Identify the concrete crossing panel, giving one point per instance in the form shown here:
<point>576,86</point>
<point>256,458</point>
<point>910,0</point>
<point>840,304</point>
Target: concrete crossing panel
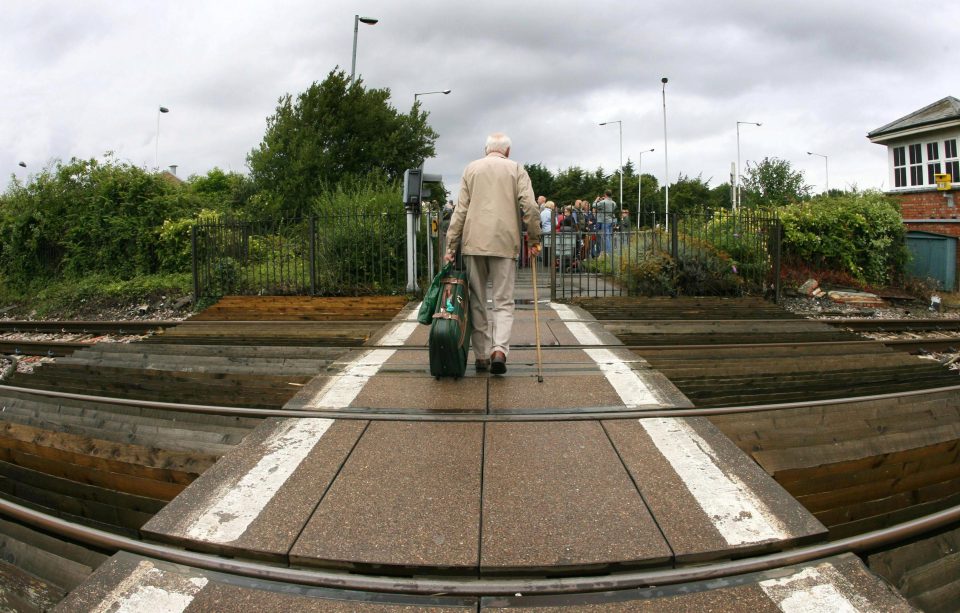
<point>710,499</point>
<point>408,496</point>
<point>555,495</point>
<point>837,584</point>
<point>258,497</point>
<point>132,583</point>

----------

Short task
Convert all of the records above into a numbered list with one entry per line, omitting blank lines and excluding the pictures.

Answer for the task
1. Identify the concrete crossing panel, giving one point per instance in the form shown here:
2. <point>576,86</point>
3. <point>256,458</point>
4. <point>910,0</point>
5. <point>840,304</point>
6. Target: concrete crossing panel
7. <point>710,499</point>
8. <point>408,496</point>
9. <point>555,495</point>
10. <point>837,584</point>
11. <point>258,497</point>
12. <point>132,583</point>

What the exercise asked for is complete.